RECORDS FOR THE EXERCISE
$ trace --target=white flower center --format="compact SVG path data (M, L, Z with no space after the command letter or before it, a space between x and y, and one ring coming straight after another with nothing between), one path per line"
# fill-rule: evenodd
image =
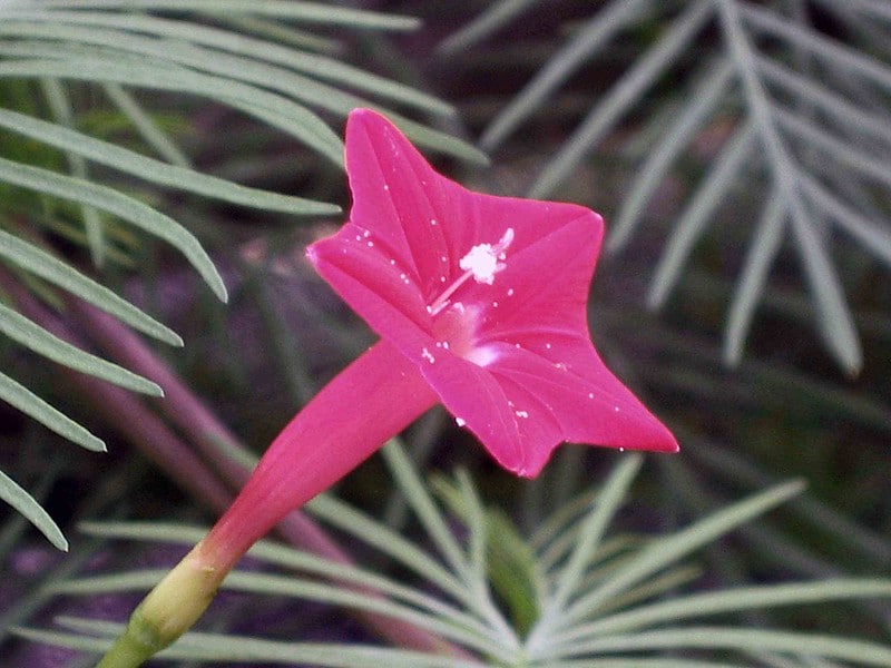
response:
M437 315L446 308L450 303L449 297L451 297L454 291L461 287L471 276L477 283L484 283L486 285L495 283L495 275L507 266L501 261L507 259L505 252L511 243L513 243L513 228L508 227L505 235L495 246L492 244L478 244L473 246L468 254L458 262L458 266L461 267L464 273L427 307L428 313L430 313L430 315Z

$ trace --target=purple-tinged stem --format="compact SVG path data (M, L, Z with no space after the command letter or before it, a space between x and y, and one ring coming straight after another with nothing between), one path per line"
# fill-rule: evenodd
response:
M244 553L295 508L329 489L438 401L418 367L379 342L336 375L285 426L205 549L222 563Z
M228 443L234 449L243 449L243 445L213 411L195 396L183 380L137 334L115 317L77 299L70 301L70 307L75 320L116 362L156 382L164 389L165 399L154 402L157 409L198 446L202 454L224 475L229 487L237 490L244 485L251 472L241 463L226 456L223 449L219 448L221 443ZM138 401L133 396L130 399ZM114 406L114 404L109 405ZM150 411L143 410L151 414ZM124 430L121 433L127 434L128 432ZM136 441L136 444L147 451L151 446L151 441ZM188 450L185 445L182 449ZM189 455L194 456L190 451ZM166 463L161 464L161 468L169 472L170 469L176 468L176 462L180 456L180 454L173 454ZM198 499L203 498L195 490L192 492ZM222 507L217 503L212 505L214 510L222 512L229 502L227 501ZM303 512L288 513L278 523L276 531L293 546L337 563L352 563L347 552ZM363 591L370 597L380 596L374 591L364 589ZM439 651L449 656L466 656L466 652L459 647L409 622L365 611L355 611L353 615L369 629L396 647L419 651Z

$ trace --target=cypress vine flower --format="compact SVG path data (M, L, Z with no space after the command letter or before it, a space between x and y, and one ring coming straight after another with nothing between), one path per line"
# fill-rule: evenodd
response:
M472 193L366 109L347 121L346 171L350 220L307 256L381 341L285 426L233 505L140 603L104 668L173 642L256 540L437 403L529 478L565 441L677 450L590 342L600 216Z

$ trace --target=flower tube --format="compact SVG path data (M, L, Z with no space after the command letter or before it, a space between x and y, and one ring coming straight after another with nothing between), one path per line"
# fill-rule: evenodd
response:
M590 341L600 216L472 193L368 109L350 115L346 171L350 219L306 253L381 341L285 426L101 668L138 666L173 642L256 540L437 403L527 478L566 441L677 450Z

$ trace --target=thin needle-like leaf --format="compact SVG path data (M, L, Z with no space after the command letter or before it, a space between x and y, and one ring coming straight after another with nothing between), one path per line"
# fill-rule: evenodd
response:
M66 50L70 52L69 58L62 58ZM85 57L65 42L52 49L43 45L7 45L2 51L10 55L21 52L23 57L1 61L0 77L48 76L203 95L287 132L334 165L342 164L343 145L319 116L278 94L256 86L127 53L119 53L117 59ZM25 57L27 53L38 57L28 59Z
M677 597L669 601L640 606L627 612L604 617L579 625L555 642L576 641L610 633L627 633L660 622L677 622L747 609L766 609L779 606L828 603L833 600L889 598L891 580L824 580L763 587L740 587L722 591Z
M164 396L158 385L111 362L91 355L50 334L17 311L0 303L0 332L39 355L134 392Z
M390 441L381 451L390 466L393 478L399 483L418 519L424 527L442 557L456 573L464 580L470 577L470 566L461 551L454 536L449 531L446 519L437 508L423 482L411 465L408 455L395 440Z
M266 16L365 30L414 30L420 26L420 21L412 17L349 9L321 2L294 2L293 0L253 0L249 3L242 2L242 0L46 0L41 6L48 9L145 9L175 12L197 11L224 16Z
M41 81L43 94L49 102L56 120L62 125L70 127L74 125L74 111L71 104L68 100L68 95L65 91L61 82L58 79L43 79ZM87 179L87 163L76 153L68 151L66 154L68 166L71 174L78 178ZM99 217L99 212L89 205L80 207L84 216L84 227L87 232L87 245L90 248L92 263L100 267L105 263L106 242L102 220Z
M223 278L198 239L176 220L156 212L147 204L107 186L57 174L49 169L13 163L6 158L0 158L0 181L89 204L120 216L174 246L186 256L186 259L195 267L216 296L223 302L227 299Z
M743 29L741 8L731 0L719 0L717 7L731 52L743 81L752 122L757 128L766 155L771 158L774 184L790 213L792 232L814 297L823 338L843 367L849 373L856 374L863 362L863 353L853 316L848 308L832 262L813 227L814 216L801 198L796 181L799 170L771 112L766 91L758 78L757 61Z
M621 250L631 238L631 234L640 222L646 203L665 178L669 166L726 96L732 75L733 68L730 61L721 59L707 78L696 87L695 95L691 95L689 101L678 110L677 121L670 130L648 151L649 157L629 186L628 195L623 199L616 222L610 227L607 238L608 250L613 253Z
M0 384L3 382L0 374ZM0 471L0 499L9 503L17 512L33 524L47 540L59 550L68 551L68 541L65 539L59 525L52 521L49 513L38 503L31 494L19 487L14 480Z
M538 1L500 0L500 2L491 4L470 23L446 38L438 47L439 52L443 56L450 56L463 51L499 30Z
M816 656L853 661L864 666L891 665L891 649L878 642L838 636L796 633L766 629L689 627L611 636L576 645L576 654L616 654L657 649L718 649L722 652L776 651L793 656Z
M773 193L762 209L752 245L743 265L743 276L731 303L724 335L724 362L735 366L743 357L743 348L752 318L767 284L767 275L783 243L787 213L783 200Z
M722 509L674 536L653 542L633 559L621 564L611 578L587 595L579 597L566 610L564 616L565 623L590 615L611 597L621 593L644 578L697 550L718 536L733 530L752 518L763 514L771 508L800 493L803 488L804 485L800 481L774 487Z
M174 38L190 45L210 47L215 53L245 56L255 62L282 66L320 80L342 84L355 90L363 90L433 114L453 114L454 111L450 105L432 95L399 81L373 75L335 58L307 53L302 49L290 48L271 40L256 39L244 32L196 24L194 21L100 11L47 12L39 10L10 10L7 14L10 20L30 20L57 27L60 23L95 26L106 29L105 32L108 32L108 28L117 28L126 31L126 35L153 35ZM60 30L60 28L57 29ZM63 37L63 35L60 35L60 37ZM118 41L117 46L126 49L126 40Z
M693 246L705 230L709 216L726 197L730 184L738 179L755 147L755 128L748 122L734 132L733 139L722 149L708 177L699 185L663 252L650 283L647 305L662 307L681 278L684 264Z
M0 399L72 443L94 452L106 451L101 439L92 435L87 429L2 372L0 372Z
M97 620L66 617L59 618L57 621L82 632L100 633L101 637L23 628L16 628L13 632L22 638L48 645L102 654L108 649L111 640L124 630L124 625ZM285 666L293 666L298 662L319 666L320 668L368 668L369 666L388 666L389 668L482 668L484 666L472 659L449 658L440 654L424 654L355 644L280 642L231 633L186 633L174 646L157 656L159 659L192 659L215 662L263 661Z
M581 62L606 48L613 36L638 18L648 7L649 2L646 0L614 0L601 9L489 124L480 138L480 145L486 150L499 146Z
M183 340L176 332L150 315L119 297L107 287L75 271L46 250L28 244L2 229L0 229L0 257L67 289L144 334L154 336L158 341L170 345L183 345Z
M169 188L215 197L242 206L295 215L325 215L340 212L340 207L333 204L258 190L193 169L169 165L89 135L8 109L0 109L0 126Z
M625 4L630 4L626 2ZM554 191L584 159L596 144L627 114L643 92L653 86L683 52L691 39L712 16L712 2L698 0L689 3L665 31L658 42L650 47L606 95L564 143L557 156L548 163L529 190L530 197L544 197Z
M105 91L111 104L126 116L133 127L139 132L139 136L145 140L148 146L170 165L176 165L184 169L189 169L192 165L176 143L170 139L167 134L158 127L155 119L143 109L139 102L119 84L102 84Z

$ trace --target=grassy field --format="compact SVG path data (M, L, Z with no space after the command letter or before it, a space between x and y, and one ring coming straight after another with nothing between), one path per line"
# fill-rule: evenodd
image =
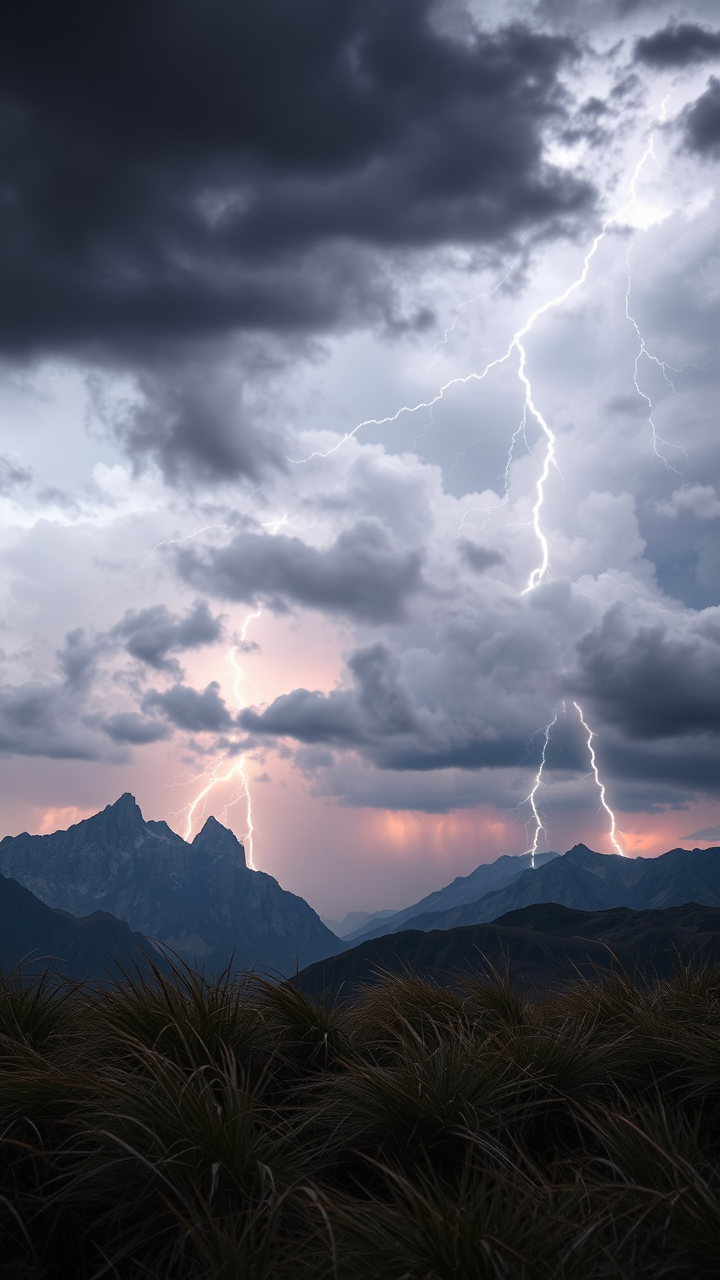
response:
M720 970L0 992L3 1280L715 1276Z

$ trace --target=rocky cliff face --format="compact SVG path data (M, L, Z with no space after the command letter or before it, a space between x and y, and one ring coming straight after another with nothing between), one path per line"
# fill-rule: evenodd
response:
M187 844L128 792L68 831L6 836L0 872L49 906L110 911L213 973L231 961L293 973L343 946L304 899L250 870L215 818Z

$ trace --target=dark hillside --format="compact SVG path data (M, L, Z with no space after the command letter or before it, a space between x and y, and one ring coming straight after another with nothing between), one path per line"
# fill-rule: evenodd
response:
M670 977L682 964L720 961L720 909L688 904L660 911L569 910L556 902L528 906L492 924L430 932L405 931L361 942L345 955L310 965L302 989L351 992L380 973L413 970L442 984L488 965L525 991L559 988L578 977L624 969Z

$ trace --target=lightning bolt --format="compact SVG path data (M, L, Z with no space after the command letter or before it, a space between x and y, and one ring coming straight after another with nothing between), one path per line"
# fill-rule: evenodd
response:
M588 751L589 751L589 756L591 756L591 769L593 772L594 781L596 781L597 788L600 791L600 803L601 803L602 808L605 809L607 817L610 818L610 841L612 844L612 847L614 847L615 852L620 854L620 858L625 858L626 856L625 851L621 849L621 846L620 846L620 844L618 841L618 836L616 836L618 827L616 827L616 822L615 822L615 814L612 813L612 809L610 808L610 805L607 804L607 800L605 799L605 783L601 781L601 777L600 777L600 773L598 773L598 769L597 769L597 760L594 758L594 748L592 745L593 737L596 737L596 735L593 733L592 728L587 723L585 717L583 716L582 707L579 707L578 703L573 703L573 707L575 708L578 716L580 717L580 724L583 726L585 733L588 735Z
M525 799L521 801L521 804L529 804L530 809L533 810L533 819L534 819L534 823L536 823L536 829L534 829L534 833L533 833L533 842L532 842L530 847L525 850L525 852L530 855L530 867L536 865L536 854L538 851L538 841L539 841L541 831L544 832L544 835L547 835L547 832L544 829L544 826L543 826L542 817L541 817L541 812L539 812L538 805L537 805L537 795L538 795L538 791L539 791L539 788L542 786L542 771L544 769L544 760L546 760L546 755L547 755L547 746L548 746L548 742L550 742L550 731L551 731L552 726L556 724L556 723L557 723L557 712L552 717L550 724L544 726L544 737L543 737L543 744L542 744L542 755L541 755L541 763L539 763L538 772L536 773L536 781L533 783L533 788L532 788L530 794L528 796L525 796Z
M263 613L263 611L258 609L255 613L249 613L247 614L245 622L242 623L242 628L241 628L241 632L240 632L240 643L241 644L245 644L245 641L247 639L247 627L250 626L250 623L255 618L259 618L261 616L261 613ZM234 671L233 696L234 696L234 701L236 701L237 709L241 710L241 708L245 705L243 701L242 701L242 694L241 694L241 687L240 687L242 677L243 677L243 671L242 671L242 667L238 664L237 658L236 658L238 648L240 648L240 645L233 645L232 649L229 650L229 653L225 657L227 657L227 660L229 663L232 663L232 667L233 667L233 671ZM220 763L222 762L218 760L217 763L214 763L214 764L210 765L209 771L206 771L205 774L201 774L202 777L206 777L208 781L205 782L205 786L197 792L197 795L195 796L195 799L190 803L190 805L186 809L186 817L184 817L184 840L190 840L190 837L192 835L193 823L196 820L196 817L199 815L199 810L200 810L200 817L201 817L202 813L205 812L205 800L210 795L210 792L214 790L214 787L217 787L219 782L231 782L233 778L236 778L237 780L237 786L236 786L236 790L233 791L231 799L228 800L228 803L223 808L223 818L227 817L228 809L232 809L232 806L236 805L236 804L238 804L240 800L245 800L245 823L246 823L246 831L245 831L245 835L242 837L242 844L245 846L245 855L246 855L247 865L250 867L251 870L256 870L254 856L252 856L252 844L254 844L254 837L255 837L255 826L254 826L254 822L252 822L252 795L250 792L250 782L249 782L247 773L246 773L246 769L245 769L245 755L241 755L240 759L233 760L228 765L228 768L227 768L227 771L224 773L219 772L220 771Z
M667 96L662 100L660 115L655 118L655 120L652 122L653 124L662 124L665 122L665 119L666 119L666 108L667 108ZM591 265L593 262L593 259L596 257L597 251L598 251L600 246L602 244L602 242L605 241L605 238L606 238L606 236L607 236L607 233L609 233L609 230L610 230L611 227L623 227L624 224L628 224L628 223L630 225L641 225L642 227L643 221L646 223L646 225L650 225L650 223L647 221L647 214L644 214L644 215L642 214L642 205L641 205L641 201L639 201L639 197L638 197L638 192L637 192L637 186L638 186L642 170L644 169L644 166L648 163L648 160L652 160L656 165L659 165L659 168L661 168L660 164L659 164L657 156L655 155L655 128L651 128L651 132L650 132L648 141L647 141L647 145L644 147L644 151L642 152L639 160L637 161L637 164L635 164L635 166L633 169L633 175L632 175L630 183L629 183L629 186L626 188L626 197L625 197L624 204L618 210L615 210L615 212L610 214L605 219L605 221L602 223L600 232L597 233L597 236L594 236L594 238L592 239L591 246L589 246L587 253L584 255L583 266L582 266L582 270L580 270L579 275L565 289L562 289L555 297L548 298L546 302L543 302L541 306L536 307L534 311L530 312L530 315L524 321L524 324L512 334L512 338L510 339L510 343L509 343L509 347L507 347L505 355L496 356L495 360L488 361L488 364L486 365L486 367L480 372L473 371L470 374L465 374L465 375L459 376L459 378L451 378L447 383L443 383L443 385L439 388L439 390L436 393L436 396L433 396L428 401L420 401L416 404L402 404L398 410L396 410L395 413L389 413L386 417L368 417L368 419L364 419L364 421L357 422L357 425L354 426L352 430L346 431L346 434L336 444L333 444L329 449L327 449L325 452L315 451L315 452L307 454L306 458L288 458L287 461L291 462L293 466L302 466L306 462L313 461L314 458L319 458L319 460L328 458L328 457L331 457L332 453L337 453L337 451L341 449L343 447L343 444L347 444L347 442L351 440L355 435L357 435L357 433L363 428L365 428L365 426L388 426L392 422L396 422L404 413L415 413L420 408L432 410L436 404L439 403L439 401L443 399L446 392L448 392L452 387L465 387L465 385L468 385L469 383L473 383L473 381L482 383L493 369L500 367L507 360L510 360L510 357L514 353L516 353L516 356L518 356L518 378L519 378L519 380L520 380L520 383L523 385L523 392L524 392L523 430L527 426L528 415L532 415L532 417L534 417L536 422L538 424L538 426L541 429L541 433L542 433L542 435L544 438L544 444L546 444L544 457L542 460L539 476L538 476L537 483L536 483L536 497L534 497L534 502L533 502L532 512L530 512L530 524L533 526L533 531L534 531L536 539L537 539L537 541L539 544L539 553L541 553L541 556L539 556L539 564L537 564L536 568L532 570L532 572L529 575L529 579L528 579L528 584L527 584L527 586L525 586L525 589L524 589L524 591L521 594L527 595L529 591L533 591L539 585L539 582L542 582L542 580L544 579L544 576L547 575L548 568L550 568L550 545L548 545L548 540L547 540L547 536L544 534L544 530L542 527L542 509L543 509L543 506L544 506L544 493L546 493L546 485L547 485L547 481L548 481L548 477L550 477L550 472L551 472L552 467L557 467L557 460L556 460L556 444L557 444L557 439L556 439L556 435L555 435L552 428L550 426L548 421L546 420L546 417L543 416L543 413L541 412L541 410L538 408L538 406L537 406L537 403L534 401L533 387L532 387L532 381L530 381L530 378L529 378L529 374L528 374L528 353L527 353L527 349L525 349L524 339L533 330L533 328L536 326L537 321L542 316L547 315L550 311L555 310L556 307L562 306L565 302L568 302L568 300L578 289L580 289L585 284L585 282L588 279L589 270L591 270ZM633 214L634 214L634 218L633 218ZM628 292L629 292L629 289L628 289ZM628 298L626 298L626 316L634 324L634 320L632 320L632 316L629 315L629 302L628 302ZM637 388L638 393L642 396L643 393L641 392L638 381L637 381L638 362L639 362L639 360L642 358L643 355L647 355L650 358L653 358L653 357L650 356L650 352L647 351L644 343L642 342L642 335L641 335L639 329L638 329L637 325L635 325L635 330L637 330L638 338L641 340L641 351L639 351L637 361L635 361L635 388ZM450 332L450 330L447 330L447 332ZM445 338L442 340L445 340L447 338L447 332L446 332L446 335L445 335ZM647 397L644 397L644 398L648 399ZM652 422L652 413L651 413L651 422ZM657 452L657 444L662 444L665 442L662 442L661 438L657 435L653 422L652 422L652 433L653 433L653 435L652 435L653 449L655 449L655 452ZM518 438L518 434L519 433L515 431L515 435L512 438L511 451L512 451L514 443L515 443L515 440ZM662 454L659 453L657 456L661 457ZM510 457L511 457L511 453L510 453ZM509 467L506 468L506 483L507 483L507 474L509 474Z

WRITTEN INSTRUCTION
Echo the part of the records that opens with the line containing "trace --target=thin needle-like" and closes with the line containing "M66 50L70 52L69", both of those lines included.

RESPONSE TO THE EXERCISE
$ trace --target=thin needle-like leaf --format="compact SVG path data (M, L, Z with no space after the command letter or before it, a space between x and y, and one ring coming straight after another with nothing between), one path per line"
# fill-rule: evenodd
response:
M66 50L70 52L69 58L62 58ZM85 57L65 42L52 49L43 45L7 45L2 51L10 55L21 52L23 57L1 61L0 77L48 76L203 95L287 132L334 165L342 164L343 145L319 116L278 94L256 86L127 53L119 53L117 59ZM25 57L27 53L38 57L28 59Z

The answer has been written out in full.